Recorded data:
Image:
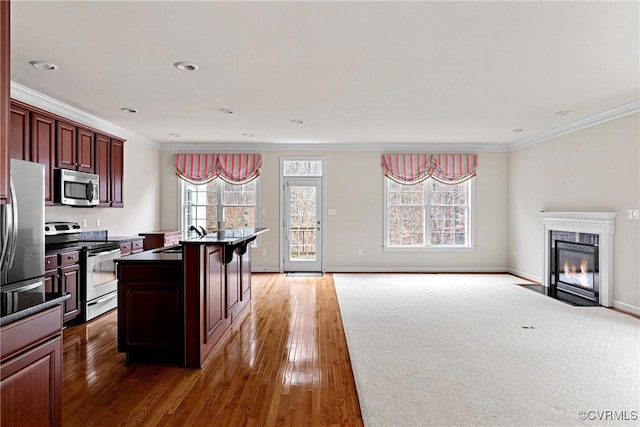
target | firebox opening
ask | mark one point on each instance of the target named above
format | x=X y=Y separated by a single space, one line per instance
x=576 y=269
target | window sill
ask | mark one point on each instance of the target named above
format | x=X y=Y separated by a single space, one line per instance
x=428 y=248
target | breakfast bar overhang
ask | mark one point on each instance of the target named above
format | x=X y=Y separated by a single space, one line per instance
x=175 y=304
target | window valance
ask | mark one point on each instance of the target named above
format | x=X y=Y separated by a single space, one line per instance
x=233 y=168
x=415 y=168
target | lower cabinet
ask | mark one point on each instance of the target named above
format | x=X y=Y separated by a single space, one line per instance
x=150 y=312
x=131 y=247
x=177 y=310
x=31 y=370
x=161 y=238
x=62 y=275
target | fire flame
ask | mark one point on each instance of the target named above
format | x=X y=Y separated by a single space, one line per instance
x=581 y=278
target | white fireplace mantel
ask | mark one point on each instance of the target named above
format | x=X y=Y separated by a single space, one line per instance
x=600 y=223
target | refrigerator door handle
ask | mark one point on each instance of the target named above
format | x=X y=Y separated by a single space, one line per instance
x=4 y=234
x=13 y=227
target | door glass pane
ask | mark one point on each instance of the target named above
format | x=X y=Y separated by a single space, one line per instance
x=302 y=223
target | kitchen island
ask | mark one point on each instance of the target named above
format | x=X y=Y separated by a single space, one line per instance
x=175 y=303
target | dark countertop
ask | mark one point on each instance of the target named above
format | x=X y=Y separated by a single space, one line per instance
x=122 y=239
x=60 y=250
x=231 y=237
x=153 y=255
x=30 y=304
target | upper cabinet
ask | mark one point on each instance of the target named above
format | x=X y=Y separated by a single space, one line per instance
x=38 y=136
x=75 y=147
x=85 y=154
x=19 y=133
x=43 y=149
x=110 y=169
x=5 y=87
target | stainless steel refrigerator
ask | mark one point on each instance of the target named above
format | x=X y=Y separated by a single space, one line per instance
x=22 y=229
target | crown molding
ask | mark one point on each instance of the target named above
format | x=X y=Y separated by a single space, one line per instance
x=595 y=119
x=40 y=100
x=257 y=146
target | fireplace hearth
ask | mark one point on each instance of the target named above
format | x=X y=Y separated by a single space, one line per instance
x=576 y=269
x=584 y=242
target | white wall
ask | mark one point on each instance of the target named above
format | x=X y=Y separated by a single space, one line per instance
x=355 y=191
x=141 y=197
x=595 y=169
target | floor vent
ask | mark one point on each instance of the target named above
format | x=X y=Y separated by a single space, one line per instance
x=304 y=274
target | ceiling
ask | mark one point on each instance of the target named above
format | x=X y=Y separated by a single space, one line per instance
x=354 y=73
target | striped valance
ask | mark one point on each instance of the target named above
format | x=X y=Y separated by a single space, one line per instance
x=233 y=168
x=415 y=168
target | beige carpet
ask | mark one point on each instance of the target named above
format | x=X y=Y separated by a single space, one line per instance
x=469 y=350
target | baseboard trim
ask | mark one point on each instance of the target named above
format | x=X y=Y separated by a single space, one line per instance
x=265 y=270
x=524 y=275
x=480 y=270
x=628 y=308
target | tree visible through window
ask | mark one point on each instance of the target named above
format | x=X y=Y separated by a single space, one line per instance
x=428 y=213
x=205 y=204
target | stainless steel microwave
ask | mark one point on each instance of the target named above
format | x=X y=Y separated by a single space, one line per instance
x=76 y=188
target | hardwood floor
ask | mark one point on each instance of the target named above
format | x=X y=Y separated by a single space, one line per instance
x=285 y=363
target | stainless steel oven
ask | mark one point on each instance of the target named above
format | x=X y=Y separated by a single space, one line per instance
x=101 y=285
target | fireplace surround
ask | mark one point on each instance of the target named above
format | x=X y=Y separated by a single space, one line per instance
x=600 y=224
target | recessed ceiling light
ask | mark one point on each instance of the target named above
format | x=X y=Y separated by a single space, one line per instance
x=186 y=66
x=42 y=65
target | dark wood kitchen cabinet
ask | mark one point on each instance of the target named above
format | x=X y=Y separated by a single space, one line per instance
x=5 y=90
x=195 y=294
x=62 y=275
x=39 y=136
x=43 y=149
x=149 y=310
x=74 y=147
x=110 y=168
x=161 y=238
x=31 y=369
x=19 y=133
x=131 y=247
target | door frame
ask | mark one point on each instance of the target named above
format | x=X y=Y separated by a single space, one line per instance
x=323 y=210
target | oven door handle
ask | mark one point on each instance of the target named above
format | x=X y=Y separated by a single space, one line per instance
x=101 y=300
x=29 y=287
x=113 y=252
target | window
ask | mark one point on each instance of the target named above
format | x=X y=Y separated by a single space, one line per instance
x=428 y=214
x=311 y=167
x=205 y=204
---
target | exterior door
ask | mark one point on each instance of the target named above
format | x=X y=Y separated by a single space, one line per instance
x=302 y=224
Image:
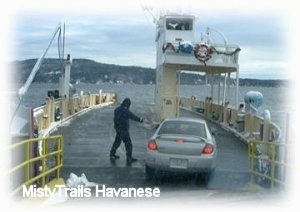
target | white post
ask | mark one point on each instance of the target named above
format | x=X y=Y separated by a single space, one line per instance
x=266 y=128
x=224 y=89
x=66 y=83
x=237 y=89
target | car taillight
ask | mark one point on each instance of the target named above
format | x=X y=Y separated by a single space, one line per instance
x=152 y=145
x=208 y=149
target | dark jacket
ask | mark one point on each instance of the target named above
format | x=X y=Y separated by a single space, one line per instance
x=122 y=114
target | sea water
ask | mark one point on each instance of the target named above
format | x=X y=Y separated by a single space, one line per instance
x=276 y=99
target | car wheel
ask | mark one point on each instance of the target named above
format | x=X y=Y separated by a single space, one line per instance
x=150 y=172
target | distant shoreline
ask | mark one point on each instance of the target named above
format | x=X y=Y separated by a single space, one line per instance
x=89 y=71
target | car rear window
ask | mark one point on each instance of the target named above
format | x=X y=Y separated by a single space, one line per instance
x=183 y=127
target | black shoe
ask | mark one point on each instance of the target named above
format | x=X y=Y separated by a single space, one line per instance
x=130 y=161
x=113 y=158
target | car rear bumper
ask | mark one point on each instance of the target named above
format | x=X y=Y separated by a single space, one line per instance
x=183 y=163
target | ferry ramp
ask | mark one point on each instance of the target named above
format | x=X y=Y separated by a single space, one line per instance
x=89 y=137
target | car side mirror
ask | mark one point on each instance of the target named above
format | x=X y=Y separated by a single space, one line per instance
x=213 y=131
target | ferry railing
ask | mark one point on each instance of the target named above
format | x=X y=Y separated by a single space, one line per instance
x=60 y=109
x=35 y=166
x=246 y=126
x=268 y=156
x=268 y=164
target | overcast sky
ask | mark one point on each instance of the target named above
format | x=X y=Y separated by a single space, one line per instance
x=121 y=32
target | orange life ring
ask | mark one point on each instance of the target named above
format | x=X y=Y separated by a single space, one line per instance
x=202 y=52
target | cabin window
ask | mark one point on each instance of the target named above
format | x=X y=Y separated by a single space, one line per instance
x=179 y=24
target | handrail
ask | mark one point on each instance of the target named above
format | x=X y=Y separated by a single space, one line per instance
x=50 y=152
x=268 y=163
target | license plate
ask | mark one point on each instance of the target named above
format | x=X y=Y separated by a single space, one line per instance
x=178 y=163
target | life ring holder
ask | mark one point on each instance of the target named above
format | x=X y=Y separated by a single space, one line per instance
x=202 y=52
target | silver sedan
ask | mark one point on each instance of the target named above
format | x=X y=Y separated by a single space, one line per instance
---
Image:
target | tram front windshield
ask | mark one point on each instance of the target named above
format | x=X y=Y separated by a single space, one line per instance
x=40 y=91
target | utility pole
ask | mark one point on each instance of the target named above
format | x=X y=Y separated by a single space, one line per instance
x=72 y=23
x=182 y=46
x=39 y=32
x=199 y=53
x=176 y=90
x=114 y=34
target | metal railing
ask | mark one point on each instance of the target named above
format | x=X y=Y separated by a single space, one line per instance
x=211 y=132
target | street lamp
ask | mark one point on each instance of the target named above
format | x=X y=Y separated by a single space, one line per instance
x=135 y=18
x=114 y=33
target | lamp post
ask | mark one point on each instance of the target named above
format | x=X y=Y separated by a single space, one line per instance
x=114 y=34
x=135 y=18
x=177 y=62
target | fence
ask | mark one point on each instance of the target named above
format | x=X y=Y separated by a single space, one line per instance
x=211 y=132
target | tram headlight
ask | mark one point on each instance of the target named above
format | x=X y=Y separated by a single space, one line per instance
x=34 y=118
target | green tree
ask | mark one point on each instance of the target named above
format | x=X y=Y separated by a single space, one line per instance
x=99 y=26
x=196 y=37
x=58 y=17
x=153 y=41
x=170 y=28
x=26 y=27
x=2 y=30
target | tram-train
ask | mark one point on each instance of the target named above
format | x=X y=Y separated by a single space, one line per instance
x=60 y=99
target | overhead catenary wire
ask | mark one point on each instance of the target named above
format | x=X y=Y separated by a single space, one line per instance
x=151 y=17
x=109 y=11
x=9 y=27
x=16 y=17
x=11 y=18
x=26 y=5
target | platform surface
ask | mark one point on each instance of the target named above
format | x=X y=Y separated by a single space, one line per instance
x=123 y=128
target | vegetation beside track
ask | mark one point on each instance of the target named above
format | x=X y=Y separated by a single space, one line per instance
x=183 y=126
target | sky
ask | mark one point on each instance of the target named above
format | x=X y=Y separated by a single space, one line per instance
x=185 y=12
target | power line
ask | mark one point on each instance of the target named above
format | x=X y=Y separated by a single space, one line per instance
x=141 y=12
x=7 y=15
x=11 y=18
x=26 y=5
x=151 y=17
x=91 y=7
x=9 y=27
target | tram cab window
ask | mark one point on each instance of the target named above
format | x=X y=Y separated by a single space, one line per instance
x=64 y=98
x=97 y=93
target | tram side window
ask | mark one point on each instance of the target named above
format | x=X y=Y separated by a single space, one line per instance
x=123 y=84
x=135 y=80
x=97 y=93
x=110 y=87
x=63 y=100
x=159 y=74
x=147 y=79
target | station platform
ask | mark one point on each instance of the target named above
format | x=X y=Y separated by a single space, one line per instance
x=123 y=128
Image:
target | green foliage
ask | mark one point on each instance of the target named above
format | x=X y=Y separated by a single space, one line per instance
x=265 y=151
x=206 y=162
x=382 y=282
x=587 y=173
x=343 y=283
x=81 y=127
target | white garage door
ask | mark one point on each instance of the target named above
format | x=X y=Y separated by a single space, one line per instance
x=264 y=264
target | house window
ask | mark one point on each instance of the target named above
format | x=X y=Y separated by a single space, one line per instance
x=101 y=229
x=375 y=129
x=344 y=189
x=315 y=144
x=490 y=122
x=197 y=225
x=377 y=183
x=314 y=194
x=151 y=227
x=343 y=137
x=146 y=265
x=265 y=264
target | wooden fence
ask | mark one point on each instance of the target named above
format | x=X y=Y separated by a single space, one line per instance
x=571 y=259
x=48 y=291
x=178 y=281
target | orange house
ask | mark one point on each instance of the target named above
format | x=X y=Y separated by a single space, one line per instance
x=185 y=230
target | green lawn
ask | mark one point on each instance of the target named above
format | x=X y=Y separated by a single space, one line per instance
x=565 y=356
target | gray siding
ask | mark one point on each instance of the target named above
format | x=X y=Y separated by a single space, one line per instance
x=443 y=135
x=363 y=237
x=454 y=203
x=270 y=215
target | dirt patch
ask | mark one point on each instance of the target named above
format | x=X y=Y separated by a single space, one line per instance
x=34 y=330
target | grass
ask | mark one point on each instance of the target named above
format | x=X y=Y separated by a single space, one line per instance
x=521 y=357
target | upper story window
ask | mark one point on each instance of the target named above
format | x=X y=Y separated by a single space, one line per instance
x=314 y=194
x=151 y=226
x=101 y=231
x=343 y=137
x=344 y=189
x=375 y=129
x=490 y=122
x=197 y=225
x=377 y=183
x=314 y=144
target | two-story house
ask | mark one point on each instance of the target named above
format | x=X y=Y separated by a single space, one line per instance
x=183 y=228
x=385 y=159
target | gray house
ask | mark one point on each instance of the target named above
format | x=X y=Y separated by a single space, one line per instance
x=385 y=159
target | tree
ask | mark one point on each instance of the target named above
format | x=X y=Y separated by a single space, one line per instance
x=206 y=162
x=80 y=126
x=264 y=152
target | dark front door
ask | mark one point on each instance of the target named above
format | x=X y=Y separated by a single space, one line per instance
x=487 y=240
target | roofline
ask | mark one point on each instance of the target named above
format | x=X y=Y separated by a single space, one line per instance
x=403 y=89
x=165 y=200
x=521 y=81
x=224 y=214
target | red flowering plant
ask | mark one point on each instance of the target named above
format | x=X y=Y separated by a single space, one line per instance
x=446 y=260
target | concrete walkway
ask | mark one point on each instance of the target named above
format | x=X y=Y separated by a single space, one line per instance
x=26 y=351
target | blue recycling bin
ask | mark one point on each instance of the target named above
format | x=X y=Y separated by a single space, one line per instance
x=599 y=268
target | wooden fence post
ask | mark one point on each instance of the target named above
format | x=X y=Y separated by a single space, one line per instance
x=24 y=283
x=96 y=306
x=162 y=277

WHAT NEEDS TO BE DONE: Where a line of the records holds the word "handle", copy that line.

SOLVED PROBLEM:
target | refrigerator door handle
target | oven door handle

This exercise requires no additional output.